:: Exercise brief ::
Reproduction without pictures: print every entry precisely as written.

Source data
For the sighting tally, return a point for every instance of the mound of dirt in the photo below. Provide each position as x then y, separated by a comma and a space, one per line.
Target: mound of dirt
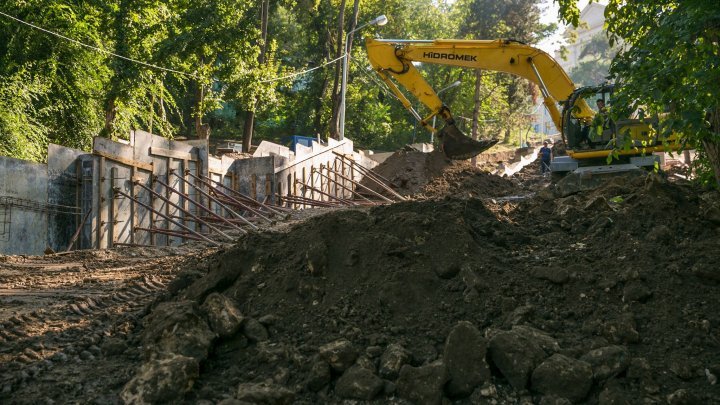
432, 175
606, 296
409, 171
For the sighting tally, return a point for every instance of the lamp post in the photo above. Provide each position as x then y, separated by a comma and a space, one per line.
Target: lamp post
448, 87
381, 20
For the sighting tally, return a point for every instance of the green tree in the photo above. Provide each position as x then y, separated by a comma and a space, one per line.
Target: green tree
594, 65
668, 62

:: Result for this task ::
For the sighting tally, return a point for every instance of the mound of dirt in the photo below. Provide each position as x then y, separated by a comma and a space, one per line.
Target: mound of dirt
432, 175
606, 296
409, 171
For the sighting tally, return a point for every instance of the lamp post in the photo above. Provide each position as x then y, separated by a comma and a space, one per line.
Target: lamp post
448, 87
381, 20
For the sighting tally, return a point for every instance of the green tree in the photo above. Provide each position as x then y, separated by a comma and a space, one per line.
Target: green tree
594, 65
668, 62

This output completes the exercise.